(SUPPLIED MATERIAL begins)
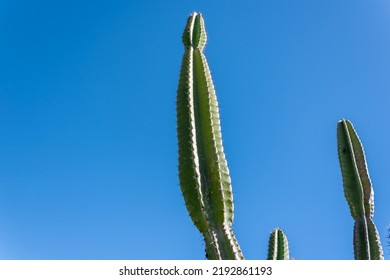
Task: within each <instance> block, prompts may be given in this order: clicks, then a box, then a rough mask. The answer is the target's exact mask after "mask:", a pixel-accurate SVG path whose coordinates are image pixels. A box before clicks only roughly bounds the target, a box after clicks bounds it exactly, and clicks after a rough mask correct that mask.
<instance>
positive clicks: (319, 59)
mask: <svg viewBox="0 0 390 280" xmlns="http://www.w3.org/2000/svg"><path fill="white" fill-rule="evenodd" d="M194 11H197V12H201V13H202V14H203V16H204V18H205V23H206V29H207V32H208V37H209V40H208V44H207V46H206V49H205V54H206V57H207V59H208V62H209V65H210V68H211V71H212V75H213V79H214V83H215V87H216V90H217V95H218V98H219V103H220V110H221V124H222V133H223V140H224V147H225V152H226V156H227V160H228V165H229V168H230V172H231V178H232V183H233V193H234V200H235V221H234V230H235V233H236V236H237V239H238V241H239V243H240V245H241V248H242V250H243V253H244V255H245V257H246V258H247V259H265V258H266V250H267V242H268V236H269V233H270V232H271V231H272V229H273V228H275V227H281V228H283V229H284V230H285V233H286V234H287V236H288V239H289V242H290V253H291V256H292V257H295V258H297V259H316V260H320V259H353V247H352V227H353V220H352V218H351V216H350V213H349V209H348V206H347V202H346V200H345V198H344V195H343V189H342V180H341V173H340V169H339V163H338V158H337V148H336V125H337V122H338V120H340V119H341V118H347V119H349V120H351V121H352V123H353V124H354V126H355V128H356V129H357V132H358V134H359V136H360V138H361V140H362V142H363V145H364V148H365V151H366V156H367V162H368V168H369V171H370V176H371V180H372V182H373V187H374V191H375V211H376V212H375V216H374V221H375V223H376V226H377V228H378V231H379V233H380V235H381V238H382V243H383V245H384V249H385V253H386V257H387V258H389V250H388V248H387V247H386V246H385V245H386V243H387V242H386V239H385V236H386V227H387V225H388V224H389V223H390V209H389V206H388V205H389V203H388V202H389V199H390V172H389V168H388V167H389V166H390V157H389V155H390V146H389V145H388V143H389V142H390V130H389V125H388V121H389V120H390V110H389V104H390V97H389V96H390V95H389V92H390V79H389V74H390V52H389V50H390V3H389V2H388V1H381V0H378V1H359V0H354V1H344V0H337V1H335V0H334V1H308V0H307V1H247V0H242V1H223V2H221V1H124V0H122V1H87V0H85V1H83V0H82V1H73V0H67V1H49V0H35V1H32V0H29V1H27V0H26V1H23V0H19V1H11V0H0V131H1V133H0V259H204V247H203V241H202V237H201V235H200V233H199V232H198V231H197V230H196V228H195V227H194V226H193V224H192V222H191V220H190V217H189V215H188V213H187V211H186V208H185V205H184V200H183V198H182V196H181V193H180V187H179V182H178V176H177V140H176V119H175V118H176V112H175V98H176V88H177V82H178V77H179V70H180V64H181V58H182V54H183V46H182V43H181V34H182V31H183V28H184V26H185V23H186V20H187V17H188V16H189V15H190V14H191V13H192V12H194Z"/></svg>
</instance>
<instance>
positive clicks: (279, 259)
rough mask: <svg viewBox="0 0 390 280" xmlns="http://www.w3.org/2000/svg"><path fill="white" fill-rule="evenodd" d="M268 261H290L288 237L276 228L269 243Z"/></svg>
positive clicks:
(SUPPLIED MATERIAL ends)
(SUPPLIED MATERIAL begins)
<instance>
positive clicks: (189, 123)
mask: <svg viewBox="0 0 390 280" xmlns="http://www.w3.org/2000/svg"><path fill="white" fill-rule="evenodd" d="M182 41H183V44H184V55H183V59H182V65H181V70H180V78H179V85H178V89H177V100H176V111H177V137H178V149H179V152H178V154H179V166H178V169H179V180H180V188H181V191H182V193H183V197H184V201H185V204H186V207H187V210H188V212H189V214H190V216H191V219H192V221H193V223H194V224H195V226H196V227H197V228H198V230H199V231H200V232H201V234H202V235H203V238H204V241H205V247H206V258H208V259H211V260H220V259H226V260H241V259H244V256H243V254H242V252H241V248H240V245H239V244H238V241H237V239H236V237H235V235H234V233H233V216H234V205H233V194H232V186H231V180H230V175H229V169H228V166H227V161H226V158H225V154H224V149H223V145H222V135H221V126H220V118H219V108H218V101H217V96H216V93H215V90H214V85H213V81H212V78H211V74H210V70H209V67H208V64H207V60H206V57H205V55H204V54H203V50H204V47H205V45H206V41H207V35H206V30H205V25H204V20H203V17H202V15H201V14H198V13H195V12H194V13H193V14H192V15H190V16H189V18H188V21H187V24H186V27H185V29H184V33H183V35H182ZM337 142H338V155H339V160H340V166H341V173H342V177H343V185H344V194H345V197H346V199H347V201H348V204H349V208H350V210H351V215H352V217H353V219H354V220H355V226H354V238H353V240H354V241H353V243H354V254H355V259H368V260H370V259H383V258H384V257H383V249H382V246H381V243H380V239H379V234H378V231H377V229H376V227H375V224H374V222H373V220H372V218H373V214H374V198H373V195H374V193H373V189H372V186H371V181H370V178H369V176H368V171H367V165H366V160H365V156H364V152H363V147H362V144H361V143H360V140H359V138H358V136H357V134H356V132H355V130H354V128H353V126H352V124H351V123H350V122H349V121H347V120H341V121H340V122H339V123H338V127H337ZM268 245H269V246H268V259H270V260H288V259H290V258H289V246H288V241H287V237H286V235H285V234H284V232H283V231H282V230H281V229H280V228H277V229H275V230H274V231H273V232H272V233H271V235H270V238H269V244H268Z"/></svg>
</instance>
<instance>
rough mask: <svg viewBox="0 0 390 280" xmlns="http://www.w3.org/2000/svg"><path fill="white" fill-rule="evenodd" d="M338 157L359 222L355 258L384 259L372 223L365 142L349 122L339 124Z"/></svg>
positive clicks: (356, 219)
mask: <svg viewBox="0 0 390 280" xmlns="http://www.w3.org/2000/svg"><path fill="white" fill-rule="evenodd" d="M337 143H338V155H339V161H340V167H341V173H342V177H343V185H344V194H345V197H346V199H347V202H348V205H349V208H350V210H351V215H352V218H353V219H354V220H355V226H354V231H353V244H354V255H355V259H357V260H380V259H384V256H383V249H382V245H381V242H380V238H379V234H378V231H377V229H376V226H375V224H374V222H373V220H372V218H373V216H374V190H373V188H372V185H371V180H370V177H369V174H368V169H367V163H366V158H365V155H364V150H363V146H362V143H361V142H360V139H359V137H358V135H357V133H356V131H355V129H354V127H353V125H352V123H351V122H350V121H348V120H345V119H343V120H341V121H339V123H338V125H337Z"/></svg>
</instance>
(SUPPLIED MATERIAL ends)
(SUPPLIED MATERIAL begins)
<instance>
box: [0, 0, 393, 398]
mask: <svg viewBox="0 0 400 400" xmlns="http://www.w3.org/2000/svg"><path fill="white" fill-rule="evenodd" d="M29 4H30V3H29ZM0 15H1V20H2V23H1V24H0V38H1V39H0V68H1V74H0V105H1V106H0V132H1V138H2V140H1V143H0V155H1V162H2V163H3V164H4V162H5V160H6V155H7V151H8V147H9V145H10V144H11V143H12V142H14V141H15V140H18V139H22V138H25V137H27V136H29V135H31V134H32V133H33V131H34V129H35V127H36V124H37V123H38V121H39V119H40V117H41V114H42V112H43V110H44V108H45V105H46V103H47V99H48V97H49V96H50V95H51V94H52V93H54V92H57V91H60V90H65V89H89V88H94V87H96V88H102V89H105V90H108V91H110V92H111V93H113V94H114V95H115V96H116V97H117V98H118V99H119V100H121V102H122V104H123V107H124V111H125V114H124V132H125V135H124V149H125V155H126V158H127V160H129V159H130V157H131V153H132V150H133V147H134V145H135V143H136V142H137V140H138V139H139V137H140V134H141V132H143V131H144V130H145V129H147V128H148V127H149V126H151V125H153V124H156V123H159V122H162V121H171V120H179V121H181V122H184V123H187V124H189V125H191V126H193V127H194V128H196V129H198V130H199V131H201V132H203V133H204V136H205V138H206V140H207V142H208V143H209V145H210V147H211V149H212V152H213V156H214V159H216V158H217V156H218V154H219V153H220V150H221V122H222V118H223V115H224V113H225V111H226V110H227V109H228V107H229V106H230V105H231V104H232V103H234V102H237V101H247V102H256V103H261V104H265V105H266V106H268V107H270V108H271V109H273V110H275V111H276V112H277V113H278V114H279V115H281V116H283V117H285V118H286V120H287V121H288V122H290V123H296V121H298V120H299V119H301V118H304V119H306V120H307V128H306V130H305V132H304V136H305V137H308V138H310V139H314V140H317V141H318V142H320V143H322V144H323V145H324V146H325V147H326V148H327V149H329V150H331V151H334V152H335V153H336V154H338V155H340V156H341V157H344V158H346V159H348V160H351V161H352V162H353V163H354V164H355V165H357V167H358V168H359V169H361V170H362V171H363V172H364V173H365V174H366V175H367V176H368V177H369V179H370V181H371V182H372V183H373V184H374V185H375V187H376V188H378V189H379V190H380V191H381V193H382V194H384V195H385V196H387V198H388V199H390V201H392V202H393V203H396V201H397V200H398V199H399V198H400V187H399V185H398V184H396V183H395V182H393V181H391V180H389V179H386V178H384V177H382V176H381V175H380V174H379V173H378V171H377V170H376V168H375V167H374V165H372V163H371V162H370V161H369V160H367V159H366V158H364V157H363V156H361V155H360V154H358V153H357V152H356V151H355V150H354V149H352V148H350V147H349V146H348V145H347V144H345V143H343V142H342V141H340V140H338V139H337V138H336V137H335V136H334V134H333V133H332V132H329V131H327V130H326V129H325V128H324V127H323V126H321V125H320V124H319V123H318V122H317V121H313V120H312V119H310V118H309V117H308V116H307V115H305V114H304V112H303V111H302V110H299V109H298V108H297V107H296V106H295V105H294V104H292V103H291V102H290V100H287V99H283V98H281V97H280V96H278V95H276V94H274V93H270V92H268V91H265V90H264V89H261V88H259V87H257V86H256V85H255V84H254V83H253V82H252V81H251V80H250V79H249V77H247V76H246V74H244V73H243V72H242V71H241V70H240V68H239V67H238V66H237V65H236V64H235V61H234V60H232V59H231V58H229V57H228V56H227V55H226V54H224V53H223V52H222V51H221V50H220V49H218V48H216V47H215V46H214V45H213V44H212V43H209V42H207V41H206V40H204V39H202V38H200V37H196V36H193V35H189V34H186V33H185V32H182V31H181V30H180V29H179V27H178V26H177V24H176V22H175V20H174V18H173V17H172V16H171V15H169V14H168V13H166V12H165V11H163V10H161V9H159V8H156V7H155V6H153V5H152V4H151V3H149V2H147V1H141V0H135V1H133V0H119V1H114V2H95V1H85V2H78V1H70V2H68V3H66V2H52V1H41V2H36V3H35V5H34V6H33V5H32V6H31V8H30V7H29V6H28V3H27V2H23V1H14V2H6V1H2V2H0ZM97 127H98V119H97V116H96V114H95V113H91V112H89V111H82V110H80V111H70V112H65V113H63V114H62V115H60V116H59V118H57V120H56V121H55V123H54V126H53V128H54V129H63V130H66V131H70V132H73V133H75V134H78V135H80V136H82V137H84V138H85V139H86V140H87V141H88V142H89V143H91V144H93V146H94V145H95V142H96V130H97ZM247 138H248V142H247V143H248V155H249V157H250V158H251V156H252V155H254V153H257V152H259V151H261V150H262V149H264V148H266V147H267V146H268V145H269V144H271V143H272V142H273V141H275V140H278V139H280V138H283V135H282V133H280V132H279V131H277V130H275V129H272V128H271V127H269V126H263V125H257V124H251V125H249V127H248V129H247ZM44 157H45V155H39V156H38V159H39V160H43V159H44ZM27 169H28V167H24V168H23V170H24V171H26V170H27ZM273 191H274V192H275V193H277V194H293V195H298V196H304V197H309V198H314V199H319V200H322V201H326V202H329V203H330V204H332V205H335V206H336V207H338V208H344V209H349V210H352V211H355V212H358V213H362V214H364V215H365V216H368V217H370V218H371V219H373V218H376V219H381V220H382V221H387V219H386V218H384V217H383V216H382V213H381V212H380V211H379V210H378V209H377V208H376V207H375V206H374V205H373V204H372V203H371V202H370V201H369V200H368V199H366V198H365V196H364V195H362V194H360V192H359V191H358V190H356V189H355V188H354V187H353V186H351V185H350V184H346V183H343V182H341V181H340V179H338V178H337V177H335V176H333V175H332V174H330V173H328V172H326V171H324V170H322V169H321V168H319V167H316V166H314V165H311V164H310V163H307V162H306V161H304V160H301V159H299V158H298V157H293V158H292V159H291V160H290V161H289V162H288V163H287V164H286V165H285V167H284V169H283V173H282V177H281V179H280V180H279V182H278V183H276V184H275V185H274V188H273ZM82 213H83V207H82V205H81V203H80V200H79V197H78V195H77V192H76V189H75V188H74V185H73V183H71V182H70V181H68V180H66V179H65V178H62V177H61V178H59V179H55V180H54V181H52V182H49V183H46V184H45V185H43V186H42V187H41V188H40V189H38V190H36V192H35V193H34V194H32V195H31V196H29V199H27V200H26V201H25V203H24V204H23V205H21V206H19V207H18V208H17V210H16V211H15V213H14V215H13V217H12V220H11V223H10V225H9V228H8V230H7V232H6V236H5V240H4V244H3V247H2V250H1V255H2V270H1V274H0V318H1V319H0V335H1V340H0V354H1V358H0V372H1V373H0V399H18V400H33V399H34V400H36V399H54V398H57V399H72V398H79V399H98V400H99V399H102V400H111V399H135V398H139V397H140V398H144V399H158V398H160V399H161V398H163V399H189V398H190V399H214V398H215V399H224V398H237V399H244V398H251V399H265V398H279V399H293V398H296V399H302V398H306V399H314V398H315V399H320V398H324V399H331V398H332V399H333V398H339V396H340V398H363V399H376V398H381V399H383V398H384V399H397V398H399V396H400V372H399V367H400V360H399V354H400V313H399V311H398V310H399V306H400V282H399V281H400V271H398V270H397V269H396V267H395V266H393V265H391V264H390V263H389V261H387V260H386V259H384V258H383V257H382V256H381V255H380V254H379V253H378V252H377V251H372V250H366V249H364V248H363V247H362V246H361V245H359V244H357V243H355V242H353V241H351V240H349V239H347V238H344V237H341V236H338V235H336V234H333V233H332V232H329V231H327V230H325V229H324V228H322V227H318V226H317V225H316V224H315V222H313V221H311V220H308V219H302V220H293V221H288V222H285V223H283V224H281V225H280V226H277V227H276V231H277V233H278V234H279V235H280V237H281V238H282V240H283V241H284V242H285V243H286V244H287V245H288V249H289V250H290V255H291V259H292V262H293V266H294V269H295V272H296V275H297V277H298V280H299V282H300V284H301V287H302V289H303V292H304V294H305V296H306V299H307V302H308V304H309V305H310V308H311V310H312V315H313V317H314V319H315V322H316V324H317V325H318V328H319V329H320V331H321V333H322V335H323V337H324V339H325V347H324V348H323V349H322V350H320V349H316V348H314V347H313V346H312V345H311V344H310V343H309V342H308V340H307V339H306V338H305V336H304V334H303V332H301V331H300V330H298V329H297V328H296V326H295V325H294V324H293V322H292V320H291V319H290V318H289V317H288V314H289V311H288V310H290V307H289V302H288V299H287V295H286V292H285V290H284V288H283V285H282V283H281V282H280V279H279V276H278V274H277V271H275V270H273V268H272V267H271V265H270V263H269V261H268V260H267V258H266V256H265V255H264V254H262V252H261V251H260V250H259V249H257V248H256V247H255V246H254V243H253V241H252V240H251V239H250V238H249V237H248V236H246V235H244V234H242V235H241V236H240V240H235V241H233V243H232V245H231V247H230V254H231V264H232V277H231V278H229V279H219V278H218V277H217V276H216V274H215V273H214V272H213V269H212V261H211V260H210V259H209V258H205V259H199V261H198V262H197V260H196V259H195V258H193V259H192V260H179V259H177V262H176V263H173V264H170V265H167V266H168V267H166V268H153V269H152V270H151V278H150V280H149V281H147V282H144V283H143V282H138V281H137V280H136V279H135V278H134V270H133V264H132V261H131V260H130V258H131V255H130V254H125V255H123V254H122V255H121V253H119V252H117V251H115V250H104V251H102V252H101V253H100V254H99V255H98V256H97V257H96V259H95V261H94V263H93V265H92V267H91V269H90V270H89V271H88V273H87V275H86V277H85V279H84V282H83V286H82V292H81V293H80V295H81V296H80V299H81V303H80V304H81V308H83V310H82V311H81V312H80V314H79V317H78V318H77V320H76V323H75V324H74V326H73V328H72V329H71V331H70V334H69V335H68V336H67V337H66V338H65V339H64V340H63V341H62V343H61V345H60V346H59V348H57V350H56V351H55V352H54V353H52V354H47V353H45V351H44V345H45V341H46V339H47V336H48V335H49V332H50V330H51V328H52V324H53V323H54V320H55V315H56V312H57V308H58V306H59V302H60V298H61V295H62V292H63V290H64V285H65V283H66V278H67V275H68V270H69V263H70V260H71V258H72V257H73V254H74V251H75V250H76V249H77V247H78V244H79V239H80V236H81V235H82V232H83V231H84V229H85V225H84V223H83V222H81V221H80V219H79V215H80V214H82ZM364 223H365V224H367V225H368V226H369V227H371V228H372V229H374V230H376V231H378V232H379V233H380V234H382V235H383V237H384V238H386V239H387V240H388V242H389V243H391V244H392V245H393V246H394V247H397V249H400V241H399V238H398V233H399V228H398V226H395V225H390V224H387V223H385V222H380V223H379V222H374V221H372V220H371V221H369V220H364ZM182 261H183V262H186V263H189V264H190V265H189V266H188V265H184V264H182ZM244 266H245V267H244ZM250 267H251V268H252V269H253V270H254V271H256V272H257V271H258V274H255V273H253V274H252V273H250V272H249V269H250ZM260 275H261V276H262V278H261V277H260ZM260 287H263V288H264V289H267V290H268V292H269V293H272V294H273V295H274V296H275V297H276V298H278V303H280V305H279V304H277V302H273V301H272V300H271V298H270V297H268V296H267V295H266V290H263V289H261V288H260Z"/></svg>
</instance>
(SUPPLIED MATERIAL ends)
TASK PROMPT: Every line of the data above that includes "rough" should be listed.

ANSWER:
Task: within each <instance> block, prompts may be given in this order: clicks, then a box, then a rough mask. The answer is the target's exact mask after "mask:", a pixel-accurate SVG path whose coordinates are image pixels. A box before clicks only roughly bounds the target, a box after clicks bounds it exactly, and clicks after a rough mask correct that mask.
rough mask: <svg viewBox="0 0 390 280" xmlns="http://www.w3.org/2000/svg"><path fill="white" fill-rule="evenodd" d="M268 261H290L288 237L276 228L269 243Z"/></svg>
rough mask: <svg viewBox="0 0 390 280" xmlns="http://www.w3.org/2000/svg"><path fill="white" fill-rule="evenodd" d="M338 157L359 222L355 258L384 259L372 223L365 142L349 122L339 124Z"/></svg>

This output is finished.